→ **Parts of the exercise**
[a] Transcribe the column on the Bush-Putin summit from "But why shouldn't" to "going on here?".
[b] In the column on the Bush-Putin summit, what document did Putin produce when asked about NATO enlargement?

Behind the Headlines
by Justin Raimondo

June 20, 2001

or is Putin playing the American card?

With the end of the cold war, and the implosion of the old Commie empire, there has been a reversal in polarities on the foreign policy question: the Right, formerly aggressive, militaristic, and rabidly interventionist, has done an about-face, and is now the first to question the rationale behind overseas meddling. The Left, which once manned the barricades on behalf of "peace" during the Vietnam era, now wants to know why a Republican President is suddenly going soft on the Russians. These days, Democrats are the warmongers dubbed "internationalists" by their media amen-corner while Republicans (except for Bill Kristol and John McCain) are generally derided in the media as "isolationist" rubes. Of course, to those with a sense or even a rudimentary knowledge of history, this role reversal is not all that surprising. The Left has always been the War Party, when the chips were down, in the periods prior to the outbreak of two world wars. The cold war was an interregnum, a special case in which the liberal-left's loyalty to and sympathy for the Soviet Union was the overriding factor. But now that the Soviets are gone, the Left has been rapidly reverting to its interventionist roots, a process accelerated by the Clinton presidency and, now, by the Bush-Putin summit.


While the response to George W. Bush's European tour has been largely favorable, even amongst those European ingrates who initially sneered and scoffed, back home liberal Democrats are wondering what's gotten into him. The widely-reported comment by the President that he looked into Putin's eyes, got "a sense of his soul," and found him trustworthy was derided on Capitol Hill by congressional Democrats, who practically charged Bush with appeasing the Russian Bear. Jane Perlez, writing in the New York Times, reports that Bush's Capitol Hill critics think the President was too "hasty" in his judgment. We're just glad he didn't totally f*ck it up, was the clear implication of Senator Joe Biden's remarks: but this was just the sarcastic veneer of a more substantive critique. Biden, as the new chairman of the Senate Foreign Relations Committee, is the Democratic foreign policy point man, and he criticized the President from what is traditionally considered the "right." Noting that Putin is a former KGB operative, Biden declared: "I don't trust Mr. Putin; hopefully the President was being stylistic rather than substantive." Senator Joseph Lieberman, who seems to have stepped into the leadership vacuum in the Democratic party and won the position by default chimed in by dryly remarking that he was struck at such effusiveness on Bush's part after a "first two-hour meeting."


But why shouldn't we trust the Russians? They, after all, are in no position to offer any opposition to our European agenda. Look how supinely Putin rolled over and warmed to the idea of NATO expansion. In answer to a question about the prospects for NATO enlargement and its implications for US-Russian relations, Putin whipped out what he described as a "previously classified" document: Russia's 1954 application for NATO membership! (Of course, the Russian offer to join the ranks of NATO has long been known, albeit downplayed or never even mentioned by the historiographers of cold war mythology.)What's more is that Putin seemed all but ready to renew it. What is going on here?

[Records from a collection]
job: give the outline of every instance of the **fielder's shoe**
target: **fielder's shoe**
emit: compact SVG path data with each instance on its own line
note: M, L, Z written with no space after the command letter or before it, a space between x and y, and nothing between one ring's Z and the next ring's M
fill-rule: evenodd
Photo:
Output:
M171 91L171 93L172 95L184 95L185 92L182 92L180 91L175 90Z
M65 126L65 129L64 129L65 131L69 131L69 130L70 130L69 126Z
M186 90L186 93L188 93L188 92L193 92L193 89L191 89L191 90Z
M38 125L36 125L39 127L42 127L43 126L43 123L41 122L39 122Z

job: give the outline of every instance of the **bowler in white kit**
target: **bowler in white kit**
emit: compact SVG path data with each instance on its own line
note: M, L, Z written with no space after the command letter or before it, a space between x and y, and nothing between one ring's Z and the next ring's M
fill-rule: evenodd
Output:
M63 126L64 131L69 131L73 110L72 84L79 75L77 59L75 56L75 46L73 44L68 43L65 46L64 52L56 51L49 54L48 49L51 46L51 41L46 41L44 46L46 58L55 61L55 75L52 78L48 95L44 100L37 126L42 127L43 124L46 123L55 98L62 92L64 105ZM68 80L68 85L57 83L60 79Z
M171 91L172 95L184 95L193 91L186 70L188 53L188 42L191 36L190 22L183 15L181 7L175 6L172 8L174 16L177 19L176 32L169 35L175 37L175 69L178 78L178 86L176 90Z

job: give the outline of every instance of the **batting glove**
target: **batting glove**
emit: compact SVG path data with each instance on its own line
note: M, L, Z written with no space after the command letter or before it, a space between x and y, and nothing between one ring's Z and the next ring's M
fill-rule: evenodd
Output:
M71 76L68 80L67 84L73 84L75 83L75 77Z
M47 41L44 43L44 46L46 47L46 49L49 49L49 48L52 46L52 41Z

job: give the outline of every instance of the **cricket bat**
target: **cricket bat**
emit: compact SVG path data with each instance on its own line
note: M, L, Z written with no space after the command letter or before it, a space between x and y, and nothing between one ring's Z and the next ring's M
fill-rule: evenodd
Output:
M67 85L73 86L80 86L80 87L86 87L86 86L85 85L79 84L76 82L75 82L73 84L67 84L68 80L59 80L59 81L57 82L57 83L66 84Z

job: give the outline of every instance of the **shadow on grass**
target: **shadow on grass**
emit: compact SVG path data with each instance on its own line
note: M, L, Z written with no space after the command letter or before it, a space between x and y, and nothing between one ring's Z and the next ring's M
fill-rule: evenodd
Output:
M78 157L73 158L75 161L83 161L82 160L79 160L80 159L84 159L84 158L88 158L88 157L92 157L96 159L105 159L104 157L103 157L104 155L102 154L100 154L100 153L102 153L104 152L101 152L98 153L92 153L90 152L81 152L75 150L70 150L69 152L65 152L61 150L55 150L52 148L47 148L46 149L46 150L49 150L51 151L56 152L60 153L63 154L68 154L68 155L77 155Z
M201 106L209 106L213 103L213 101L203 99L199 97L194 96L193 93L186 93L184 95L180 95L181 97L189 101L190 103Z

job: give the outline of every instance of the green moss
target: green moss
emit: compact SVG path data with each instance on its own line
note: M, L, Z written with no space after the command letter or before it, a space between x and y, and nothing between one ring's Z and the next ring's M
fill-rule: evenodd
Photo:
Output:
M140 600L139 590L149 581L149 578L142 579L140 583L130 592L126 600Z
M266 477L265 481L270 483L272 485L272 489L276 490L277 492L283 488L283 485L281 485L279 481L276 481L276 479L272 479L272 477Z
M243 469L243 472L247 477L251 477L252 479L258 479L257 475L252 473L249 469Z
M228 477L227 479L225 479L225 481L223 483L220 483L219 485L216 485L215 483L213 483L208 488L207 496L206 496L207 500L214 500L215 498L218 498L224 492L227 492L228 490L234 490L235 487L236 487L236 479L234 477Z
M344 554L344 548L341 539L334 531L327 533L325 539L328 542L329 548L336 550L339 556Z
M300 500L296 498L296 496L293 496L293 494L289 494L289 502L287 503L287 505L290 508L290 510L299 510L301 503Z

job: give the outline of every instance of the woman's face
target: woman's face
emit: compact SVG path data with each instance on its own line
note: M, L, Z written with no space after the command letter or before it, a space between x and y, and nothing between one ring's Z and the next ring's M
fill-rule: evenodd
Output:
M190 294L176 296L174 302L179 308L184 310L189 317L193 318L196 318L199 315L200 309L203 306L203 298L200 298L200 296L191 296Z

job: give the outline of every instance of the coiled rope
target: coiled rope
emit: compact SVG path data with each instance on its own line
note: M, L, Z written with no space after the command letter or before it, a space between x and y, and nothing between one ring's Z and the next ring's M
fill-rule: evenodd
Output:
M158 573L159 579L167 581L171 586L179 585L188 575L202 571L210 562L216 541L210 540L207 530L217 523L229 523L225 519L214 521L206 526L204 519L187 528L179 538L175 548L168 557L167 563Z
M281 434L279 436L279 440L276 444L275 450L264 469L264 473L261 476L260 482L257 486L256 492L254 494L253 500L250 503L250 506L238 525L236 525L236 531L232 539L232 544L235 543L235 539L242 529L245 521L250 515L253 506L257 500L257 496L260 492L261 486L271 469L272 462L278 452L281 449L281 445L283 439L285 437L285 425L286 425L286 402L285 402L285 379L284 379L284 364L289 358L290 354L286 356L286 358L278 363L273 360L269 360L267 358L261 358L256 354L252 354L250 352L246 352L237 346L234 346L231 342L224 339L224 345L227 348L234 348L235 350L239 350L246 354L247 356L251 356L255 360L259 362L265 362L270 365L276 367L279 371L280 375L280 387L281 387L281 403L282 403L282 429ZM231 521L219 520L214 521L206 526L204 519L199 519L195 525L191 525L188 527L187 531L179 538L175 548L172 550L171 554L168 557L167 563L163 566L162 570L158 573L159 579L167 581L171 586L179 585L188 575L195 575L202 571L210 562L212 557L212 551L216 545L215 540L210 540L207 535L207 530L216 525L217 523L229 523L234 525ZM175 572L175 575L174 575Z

→ **Per-task outputs**
[a]
But why shouldn't we trust the Russians? They, after all, are in no position to offer any opposition to our European agenda. Look how supinely Putin rolled over and warmed to the idea of NATO expansion. In answer to a question about the prospects for NATO enlargement and its implications for US-Russian relations, Putin whipped out what he described as a "previously classified" document: Russia's 1954 application for NATO membership! (Of course, the Russian offer to join the ranks of NATO has long been known, albeit downplayed or never even mentioned by the historiographers of cold war mythology.)What's more is that Putin seemed all but ready to renew it. What is going on here?

[b] Russia's 1954 application for NATO membership, which he described as "previously classified."